BEGIN Data for this exercise
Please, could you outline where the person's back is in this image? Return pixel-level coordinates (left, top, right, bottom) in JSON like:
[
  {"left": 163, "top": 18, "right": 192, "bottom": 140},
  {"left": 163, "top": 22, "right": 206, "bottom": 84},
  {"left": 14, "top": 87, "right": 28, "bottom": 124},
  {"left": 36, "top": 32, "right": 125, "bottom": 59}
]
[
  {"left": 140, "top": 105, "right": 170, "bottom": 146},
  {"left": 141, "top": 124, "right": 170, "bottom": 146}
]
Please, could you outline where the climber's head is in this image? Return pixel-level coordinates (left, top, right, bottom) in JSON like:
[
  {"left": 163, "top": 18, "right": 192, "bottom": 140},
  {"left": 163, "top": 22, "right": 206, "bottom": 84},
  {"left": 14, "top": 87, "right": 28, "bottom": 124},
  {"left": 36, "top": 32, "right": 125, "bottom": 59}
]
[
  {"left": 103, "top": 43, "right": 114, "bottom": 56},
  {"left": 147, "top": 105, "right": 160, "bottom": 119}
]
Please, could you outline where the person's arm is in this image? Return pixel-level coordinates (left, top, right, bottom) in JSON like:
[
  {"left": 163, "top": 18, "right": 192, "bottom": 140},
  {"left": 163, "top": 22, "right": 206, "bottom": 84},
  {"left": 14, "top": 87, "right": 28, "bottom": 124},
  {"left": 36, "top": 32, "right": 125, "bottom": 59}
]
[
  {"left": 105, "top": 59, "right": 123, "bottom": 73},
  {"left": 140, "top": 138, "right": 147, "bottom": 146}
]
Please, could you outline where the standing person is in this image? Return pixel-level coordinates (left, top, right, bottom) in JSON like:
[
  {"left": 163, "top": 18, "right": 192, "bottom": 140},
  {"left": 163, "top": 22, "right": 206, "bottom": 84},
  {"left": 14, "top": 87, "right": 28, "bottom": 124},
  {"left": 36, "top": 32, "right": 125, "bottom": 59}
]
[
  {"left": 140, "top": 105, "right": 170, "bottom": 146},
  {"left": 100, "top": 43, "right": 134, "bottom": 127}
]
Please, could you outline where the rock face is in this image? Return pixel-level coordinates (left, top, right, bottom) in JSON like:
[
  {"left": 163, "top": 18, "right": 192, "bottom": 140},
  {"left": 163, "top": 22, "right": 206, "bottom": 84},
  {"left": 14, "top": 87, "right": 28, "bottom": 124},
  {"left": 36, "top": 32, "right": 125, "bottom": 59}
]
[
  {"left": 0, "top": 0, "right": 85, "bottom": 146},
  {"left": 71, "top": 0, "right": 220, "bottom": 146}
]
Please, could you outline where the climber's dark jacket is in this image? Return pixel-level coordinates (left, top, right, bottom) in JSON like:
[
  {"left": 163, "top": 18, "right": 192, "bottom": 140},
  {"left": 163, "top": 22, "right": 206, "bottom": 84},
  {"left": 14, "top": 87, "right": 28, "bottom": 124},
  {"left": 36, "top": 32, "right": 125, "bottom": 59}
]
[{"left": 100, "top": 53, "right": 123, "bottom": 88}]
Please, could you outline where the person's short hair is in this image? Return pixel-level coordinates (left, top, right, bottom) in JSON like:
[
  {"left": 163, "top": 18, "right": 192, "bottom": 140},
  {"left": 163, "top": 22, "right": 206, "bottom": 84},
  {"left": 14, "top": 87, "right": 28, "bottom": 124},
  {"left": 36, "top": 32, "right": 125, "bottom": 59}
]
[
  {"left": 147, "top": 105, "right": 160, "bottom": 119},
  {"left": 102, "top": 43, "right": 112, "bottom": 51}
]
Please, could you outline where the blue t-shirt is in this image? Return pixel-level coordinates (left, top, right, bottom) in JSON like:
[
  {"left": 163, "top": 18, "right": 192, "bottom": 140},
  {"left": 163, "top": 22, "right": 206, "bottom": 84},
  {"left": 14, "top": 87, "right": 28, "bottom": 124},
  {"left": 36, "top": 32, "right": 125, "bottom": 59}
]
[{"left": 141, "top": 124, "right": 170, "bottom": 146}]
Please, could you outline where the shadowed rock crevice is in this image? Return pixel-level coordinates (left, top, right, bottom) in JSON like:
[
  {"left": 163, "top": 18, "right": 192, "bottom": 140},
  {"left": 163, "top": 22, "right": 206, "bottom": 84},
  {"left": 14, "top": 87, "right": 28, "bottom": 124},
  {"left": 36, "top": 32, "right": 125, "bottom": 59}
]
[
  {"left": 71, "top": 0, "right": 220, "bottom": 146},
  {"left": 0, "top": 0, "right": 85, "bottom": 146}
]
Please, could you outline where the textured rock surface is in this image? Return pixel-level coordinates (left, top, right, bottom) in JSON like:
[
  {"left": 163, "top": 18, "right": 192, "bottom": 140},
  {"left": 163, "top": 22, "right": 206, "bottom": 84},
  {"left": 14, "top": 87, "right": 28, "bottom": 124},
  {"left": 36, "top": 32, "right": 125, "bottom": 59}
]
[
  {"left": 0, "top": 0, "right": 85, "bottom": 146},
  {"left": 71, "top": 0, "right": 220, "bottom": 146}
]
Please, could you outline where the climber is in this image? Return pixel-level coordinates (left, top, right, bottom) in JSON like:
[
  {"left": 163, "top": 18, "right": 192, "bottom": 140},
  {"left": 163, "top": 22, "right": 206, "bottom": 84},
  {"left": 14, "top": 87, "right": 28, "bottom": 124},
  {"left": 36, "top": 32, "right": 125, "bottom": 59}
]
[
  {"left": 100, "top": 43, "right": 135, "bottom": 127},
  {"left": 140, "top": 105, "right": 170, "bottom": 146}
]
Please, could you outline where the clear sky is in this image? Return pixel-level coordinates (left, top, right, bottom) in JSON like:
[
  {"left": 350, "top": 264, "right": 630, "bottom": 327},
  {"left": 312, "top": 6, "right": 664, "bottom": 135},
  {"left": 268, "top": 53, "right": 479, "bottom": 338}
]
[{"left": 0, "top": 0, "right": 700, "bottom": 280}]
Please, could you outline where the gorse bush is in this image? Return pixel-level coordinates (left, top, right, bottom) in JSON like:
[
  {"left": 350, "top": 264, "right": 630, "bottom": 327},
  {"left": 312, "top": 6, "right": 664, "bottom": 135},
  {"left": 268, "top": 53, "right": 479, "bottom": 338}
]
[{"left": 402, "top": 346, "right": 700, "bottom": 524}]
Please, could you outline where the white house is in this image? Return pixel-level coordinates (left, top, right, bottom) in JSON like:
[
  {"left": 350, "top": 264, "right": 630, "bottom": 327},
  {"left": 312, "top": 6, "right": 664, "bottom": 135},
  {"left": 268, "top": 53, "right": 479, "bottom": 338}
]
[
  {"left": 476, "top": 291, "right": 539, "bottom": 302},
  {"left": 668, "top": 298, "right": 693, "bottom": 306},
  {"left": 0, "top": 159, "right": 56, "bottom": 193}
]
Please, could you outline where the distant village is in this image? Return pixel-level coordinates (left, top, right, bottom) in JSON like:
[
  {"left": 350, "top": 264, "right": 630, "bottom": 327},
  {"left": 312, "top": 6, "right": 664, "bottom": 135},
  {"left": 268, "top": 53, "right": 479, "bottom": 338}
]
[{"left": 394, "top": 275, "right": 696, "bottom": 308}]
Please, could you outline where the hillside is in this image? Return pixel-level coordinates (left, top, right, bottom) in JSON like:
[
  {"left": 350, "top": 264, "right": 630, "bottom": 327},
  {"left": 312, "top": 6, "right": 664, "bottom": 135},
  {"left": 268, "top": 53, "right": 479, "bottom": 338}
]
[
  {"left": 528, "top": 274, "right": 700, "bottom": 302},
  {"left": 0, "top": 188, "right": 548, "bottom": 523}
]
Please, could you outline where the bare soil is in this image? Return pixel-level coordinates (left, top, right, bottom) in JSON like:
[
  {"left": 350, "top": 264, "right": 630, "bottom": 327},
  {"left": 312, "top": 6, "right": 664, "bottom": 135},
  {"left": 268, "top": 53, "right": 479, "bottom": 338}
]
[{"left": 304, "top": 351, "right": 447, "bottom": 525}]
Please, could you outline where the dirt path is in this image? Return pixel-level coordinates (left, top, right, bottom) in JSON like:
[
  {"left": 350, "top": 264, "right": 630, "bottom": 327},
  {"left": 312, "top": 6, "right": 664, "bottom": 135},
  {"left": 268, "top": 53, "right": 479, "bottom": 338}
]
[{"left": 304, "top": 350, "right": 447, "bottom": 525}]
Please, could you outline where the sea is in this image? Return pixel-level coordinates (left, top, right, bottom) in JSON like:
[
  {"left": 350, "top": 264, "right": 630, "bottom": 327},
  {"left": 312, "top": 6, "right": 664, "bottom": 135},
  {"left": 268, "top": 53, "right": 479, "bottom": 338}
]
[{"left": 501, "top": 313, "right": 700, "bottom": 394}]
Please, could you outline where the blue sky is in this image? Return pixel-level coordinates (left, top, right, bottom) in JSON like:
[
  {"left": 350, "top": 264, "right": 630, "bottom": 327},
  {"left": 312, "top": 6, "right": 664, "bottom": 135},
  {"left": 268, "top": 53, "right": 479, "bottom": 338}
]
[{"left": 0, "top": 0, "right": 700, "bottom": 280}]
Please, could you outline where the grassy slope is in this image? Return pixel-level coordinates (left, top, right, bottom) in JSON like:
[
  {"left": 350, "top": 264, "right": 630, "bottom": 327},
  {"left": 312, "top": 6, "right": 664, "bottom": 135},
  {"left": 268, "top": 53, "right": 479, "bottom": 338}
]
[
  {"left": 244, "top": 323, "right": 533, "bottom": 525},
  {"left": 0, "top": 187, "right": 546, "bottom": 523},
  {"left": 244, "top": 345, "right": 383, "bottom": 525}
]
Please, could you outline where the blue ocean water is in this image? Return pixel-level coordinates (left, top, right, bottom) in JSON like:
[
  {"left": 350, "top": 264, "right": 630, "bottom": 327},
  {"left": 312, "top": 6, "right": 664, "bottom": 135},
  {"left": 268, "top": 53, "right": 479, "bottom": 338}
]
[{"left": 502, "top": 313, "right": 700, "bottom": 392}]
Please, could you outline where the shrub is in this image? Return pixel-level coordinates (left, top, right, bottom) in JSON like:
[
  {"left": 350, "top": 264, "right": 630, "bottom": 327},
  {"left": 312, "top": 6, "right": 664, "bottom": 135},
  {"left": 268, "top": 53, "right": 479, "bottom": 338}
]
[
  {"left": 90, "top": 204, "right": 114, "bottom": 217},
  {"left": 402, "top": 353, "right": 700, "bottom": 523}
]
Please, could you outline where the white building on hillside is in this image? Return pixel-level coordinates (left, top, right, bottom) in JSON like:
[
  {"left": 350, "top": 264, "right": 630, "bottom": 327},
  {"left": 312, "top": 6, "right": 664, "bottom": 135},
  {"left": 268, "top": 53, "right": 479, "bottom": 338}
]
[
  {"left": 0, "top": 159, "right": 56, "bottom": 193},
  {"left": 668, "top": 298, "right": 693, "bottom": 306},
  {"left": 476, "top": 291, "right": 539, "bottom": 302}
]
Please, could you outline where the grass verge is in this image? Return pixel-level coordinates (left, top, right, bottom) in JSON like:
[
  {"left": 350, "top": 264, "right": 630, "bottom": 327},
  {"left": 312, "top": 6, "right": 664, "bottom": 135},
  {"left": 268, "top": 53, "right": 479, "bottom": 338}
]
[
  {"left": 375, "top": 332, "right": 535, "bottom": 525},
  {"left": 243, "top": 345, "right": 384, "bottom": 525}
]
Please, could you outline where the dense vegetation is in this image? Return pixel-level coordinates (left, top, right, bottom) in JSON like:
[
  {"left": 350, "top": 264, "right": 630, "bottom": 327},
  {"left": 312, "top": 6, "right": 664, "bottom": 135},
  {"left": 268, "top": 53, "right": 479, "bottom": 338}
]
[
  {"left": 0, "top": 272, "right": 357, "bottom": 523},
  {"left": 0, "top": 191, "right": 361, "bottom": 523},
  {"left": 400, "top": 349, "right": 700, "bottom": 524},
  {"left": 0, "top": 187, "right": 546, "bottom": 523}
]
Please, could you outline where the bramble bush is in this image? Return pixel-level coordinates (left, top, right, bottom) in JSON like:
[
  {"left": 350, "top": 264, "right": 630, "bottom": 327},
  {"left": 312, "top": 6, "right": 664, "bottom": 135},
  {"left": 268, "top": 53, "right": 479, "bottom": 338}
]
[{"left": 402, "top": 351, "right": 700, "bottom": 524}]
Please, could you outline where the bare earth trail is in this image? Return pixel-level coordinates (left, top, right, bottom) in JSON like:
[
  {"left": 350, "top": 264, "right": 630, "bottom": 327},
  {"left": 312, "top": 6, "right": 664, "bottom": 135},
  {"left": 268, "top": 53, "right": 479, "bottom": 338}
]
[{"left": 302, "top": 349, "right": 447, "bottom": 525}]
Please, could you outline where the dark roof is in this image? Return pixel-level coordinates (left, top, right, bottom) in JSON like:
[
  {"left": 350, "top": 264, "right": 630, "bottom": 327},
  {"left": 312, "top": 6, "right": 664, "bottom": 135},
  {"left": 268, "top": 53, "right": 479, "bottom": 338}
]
END Data for this exercise
Challenge
Scale the rows from the line containing "Please, could you outline where the bare earth" through the end of the rows, reproducing every line, requests included. Multiply each coordinate in the answers by 1.85 and round to whole numbers, with halves rounded up. Leave the requests and their sample coordinates unchanged.

The output
Please, could you outline where the bare earth trail is in this image? Return pixel-level coordinates (left, top, right, bottom) in JSON like:
[
  {"left": 350, "top": 264, "right": 630, "bottom": 327},
  {"left": 312, "top": 6, "right": 664, "bottom": 135},
  {"left": 268, "top": 53, "right": 479, "bottom": 338}
]
[{"left": 559, "top": 646, "right": 827, "bottom": 971}]
Please, could you outline where the dark roof is in this image? Return pixel-level coordinates (left, top, right, bottom) in JSON like:
[
  {"left": 350, "top": 264, "right": 630, "bottom": 327},
  {"left": 312, "top": 6, "right": 664, "bottom": 135},
  {"left": 268, "top": 53, "right": 479, "bottom": 338}
]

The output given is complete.